- Texto:
----------

A Casa do Coronel Juca

A casa da rua do Cotovelo, ao lado  do ” Theatro São João”, abriga, hoje, o museu histórico da cidade da Lapa, uma das instituições mais reverenciadas e respeitadas pelos nossos  cidadãos. Lá, subsistem, qual repositório de nossa História, objetos e alfaias de tempos outros que em muitos despertam curiosidade e para grande maioria representa um mergulho nos feitos e fatos de épocas que se foram, e consequente tributo de veneração àqueles que nos precederam.  Há, nesse templo sagrado da memória, um espaço todo ele dedicado aos momentos heroicos, embora imensamente doridos, oriundos das pugnas de 1 894. Desperta atenção o local escolhido para guarida dessas lembranças. A  casa, que pertenceu a José Ferreira do Amaral e Silva, o inolvidável Coronel Juca, acolheu o General Gomes Carneiro – letalmente ferido – nos  momentos dolorosos que antecederam a seu passamento.

Já fizemos neste Jornal umas tantas considerações sobre Gomes Carneiro, sob a indagação: “Quem é esse  General?”, pois chegou a oportunidade de perguntarmos: quem é esse Coronel?

José Ferreira do Amaral e Silva, com título honorífico de coronel, foi um lapeano de acendrado sentimento comunitário. Afora a dedicação que direcionava às suas fazendas, e ao beneficiamento e comercialização de erva-mate, ainda achava tempo para seus compatrícios. Foi vereador, presidente da Câmara,  deputado por várias legislaturas, e incentivou atividades cooperativas,  numa oportunidade em que estas ainda se mostravam incipientes e embrionárias.

Foi durante a revolução federalista que – tendo conhecimentos de enfermagem – acolitou o Dr. João Cândido, na oportunidade em que, na casa a que estamos nos referindo, foi acolhido o general Gomes Carneiro, gravemente ferido. Fora atingido momentos antes, quando exortava seus comandados nas trincheiras da rua da Boa Vista. E, não foi somente por essa vez que José se prestou a esse tipo de serviço. Atente-se para as palavras do próprio Coronel Juca em manuscrito que nos legou: “ O Dr. João Cândido não bastava para atender os seus misteres de médico, ficando nos dias de  combate sem companheiros profissionais, e muitas vezes eu lhe auxiliei no pensar feridos”.

O nosso Coronel, esteve, pois,  presente nos momentos mais angustiantes da triste refrega de noventa e quatro. Em relato pungente que nos deixou, datado de 7 de dezembro de 1 928, sente-se ainda o quanto de dor e tristeza habitava nos corações, mesmo se considerando o transcurso de mais de trinta anos dos fatos. Diz  o Coronel Juca, em certo trecho de sua narrativa: “ A chuva era a cântaros. Constante era o passar de feridos, a braços, em padiolas, em carretas, gementes e sangrantes. O diminuto horizonte lapeano era o recipiente de tudo que era sensação de dor, de agonia”.

----------

- Dados registrados:

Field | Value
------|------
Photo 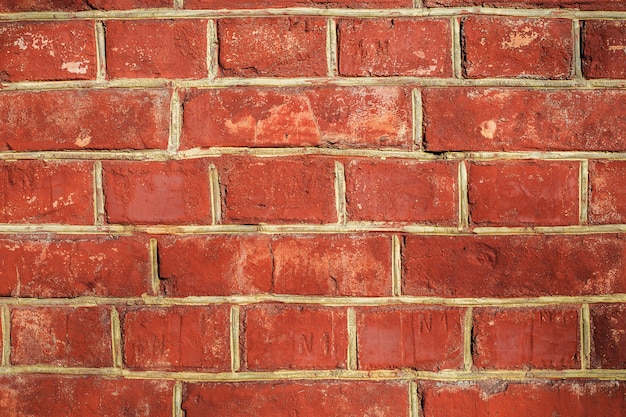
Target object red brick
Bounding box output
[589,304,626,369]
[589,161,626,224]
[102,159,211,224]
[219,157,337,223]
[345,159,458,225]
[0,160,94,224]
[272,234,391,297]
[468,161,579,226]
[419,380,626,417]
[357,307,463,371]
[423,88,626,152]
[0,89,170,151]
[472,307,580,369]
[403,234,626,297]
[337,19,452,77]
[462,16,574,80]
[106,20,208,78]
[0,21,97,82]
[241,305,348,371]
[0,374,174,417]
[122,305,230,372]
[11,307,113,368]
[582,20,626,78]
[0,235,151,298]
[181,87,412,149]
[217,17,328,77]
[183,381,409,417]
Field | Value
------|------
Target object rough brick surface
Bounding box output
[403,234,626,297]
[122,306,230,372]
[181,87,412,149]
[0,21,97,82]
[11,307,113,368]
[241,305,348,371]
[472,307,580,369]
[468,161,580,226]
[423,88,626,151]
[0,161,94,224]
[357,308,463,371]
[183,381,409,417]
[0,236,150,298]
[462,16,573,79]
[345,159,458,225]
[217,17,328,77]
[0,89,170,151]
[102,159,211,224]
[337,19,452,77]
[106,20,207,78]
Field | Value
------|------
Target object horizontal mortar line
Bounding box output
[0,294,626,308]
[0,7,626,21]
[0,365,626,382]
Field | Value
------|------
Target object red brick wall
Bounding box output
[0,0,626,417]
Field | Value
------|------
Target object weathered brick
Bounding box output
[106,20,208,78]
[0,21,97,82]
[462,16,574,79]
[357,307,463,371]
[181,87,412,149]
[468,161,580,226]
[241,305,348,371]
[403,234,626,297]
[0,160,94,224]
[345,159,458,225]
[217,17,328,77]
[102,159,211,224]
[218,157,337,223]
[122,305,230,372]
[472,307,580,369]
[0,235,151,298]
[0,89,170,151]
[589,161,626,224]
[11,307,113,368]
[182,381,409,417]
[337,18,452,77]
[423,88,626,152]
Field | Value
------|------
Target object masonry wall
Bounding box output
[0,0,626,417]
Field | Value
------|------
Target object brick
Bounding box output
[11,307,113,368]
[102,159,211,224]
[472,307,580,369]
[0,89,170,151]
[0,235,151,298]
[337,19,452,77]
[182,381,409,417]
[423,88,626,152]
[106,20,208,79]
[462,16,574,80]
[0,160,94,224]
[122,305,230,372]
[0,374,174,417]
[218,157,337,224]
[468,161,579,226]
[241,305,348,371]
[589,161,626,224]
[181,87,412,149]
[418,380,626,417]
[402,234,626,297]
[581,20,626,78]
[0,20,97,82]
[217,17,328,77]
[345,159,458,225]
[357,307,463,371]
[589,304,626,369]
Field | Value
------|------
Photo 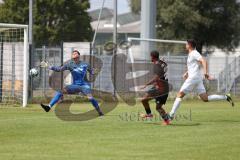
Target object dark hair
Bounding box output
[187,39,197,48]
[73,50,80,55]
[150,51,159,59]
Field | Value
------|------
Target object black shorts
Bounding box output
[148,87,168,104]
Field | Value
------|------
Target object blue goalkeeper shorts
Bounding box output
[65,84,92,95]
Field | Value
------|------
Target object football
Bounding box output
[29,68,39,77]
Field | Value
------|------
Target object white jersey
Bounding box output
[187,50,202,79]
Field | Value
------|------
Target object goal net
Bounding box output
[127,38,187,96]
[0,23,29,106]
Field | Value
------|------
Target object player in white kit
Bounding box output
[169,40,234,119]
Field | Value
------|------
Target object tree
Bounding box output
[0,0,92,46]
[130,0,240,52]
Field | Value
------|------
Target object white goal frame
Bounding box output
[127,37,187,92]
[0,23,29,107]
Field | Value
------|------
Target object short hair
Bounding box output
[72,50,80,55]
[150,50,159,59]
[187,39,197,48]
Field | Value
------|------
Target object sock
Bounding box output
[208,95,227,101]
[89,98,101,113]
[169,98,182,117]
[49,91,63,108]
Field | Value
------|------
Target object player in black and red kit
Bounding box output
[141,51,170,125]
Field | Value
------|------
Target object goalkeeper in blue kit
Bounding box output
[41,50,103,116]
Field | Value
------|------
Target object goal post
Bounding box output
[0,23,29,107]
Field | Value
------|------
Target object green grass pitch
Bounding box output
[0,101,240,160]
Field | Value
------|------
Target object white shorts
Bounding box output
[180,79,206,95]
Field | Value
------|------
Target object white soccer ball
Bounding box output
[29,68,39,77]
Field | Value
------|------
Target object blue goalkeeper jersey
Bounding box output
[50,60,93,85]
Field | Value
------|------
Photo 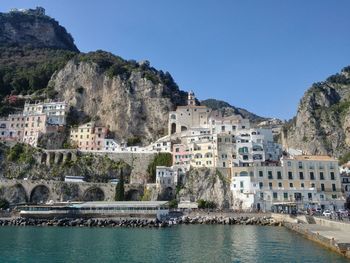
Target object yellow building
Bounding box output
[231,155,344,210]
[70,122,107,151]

----------

- Tarefa 1: Segundo o texto sobre a casa do Coronel Juca, onde o General Gomes Carneiro foi atingido?
- Tarefa 2: Prossiga o texto sobre a casa do Coronel Juca a partir do ponto em que ele para.

- Resultado 1: Nas trincheiras da rua da Boa Vista, quando exortava seus comandados.

- Resultado 2:
Os tempos passaram e quando José Amaral nos brindou com seu testemunho manuscrito, a casa da rua do cotovelo ( essa mesma agora transmutada em museu) lhe pertencia e sente-se o quanto de carinho dedicava àquele solar onde passara horas importantes de sua vida, e participara de eventos, os quais mesmo que calamitosos, eternizaram, para a História, os Heróis da Lapa. Fecham os escritos do Coronel Juca, como que para esquecer os fato dolentes, a descrição de sua casa. Ei-la:- “A casa que hoje me pertence apesar de reconstruída não foi modificada na parte histórica, isto é, o corredor por onde entrou o General ferido e a sala, que lhe serviu de enfermaria e  de câmara ardente. Cuja descrição é: a casa tem pela frente o nascente,  a rua, hoje, Cel. Francisco Cunha; ao lado esquerdo o teatro S. João, então uma enfermaria, tendo a porta de entrada ladeada por quatro janelas, duas de cada lado. A sala histórica fica a direita de quem entra, tendo duas portas, uma para o corredor, outra para o interior da casa e no fundo da sala, duas janelas para a rua, não tendo claro algum na parte que confina com o teatro. A mobília constava de 12 peças “encurvadas”, um piano, depois de uma cama e da marqueza, onde expirou o  herói.”

Com essas minúcias sobre a casa, entende-se que o coronel, dentro de admirável senso premonitório, estava adivinhando a predestinação da mesma, como ora vem acontecendo. A  casa tão amada, já há alguns anos, permanece como sede do Museu Histórico da Lapa.

O Coronel Juca, onde agora permaneça seu espírito de escol , surpreenderá a eventuais circunstantes  pelo entusiasmo que ainda consagra à sabia decisão que fez, de sua antiga moradia, o sacrossanto escrínio da memória de seus concidadãos.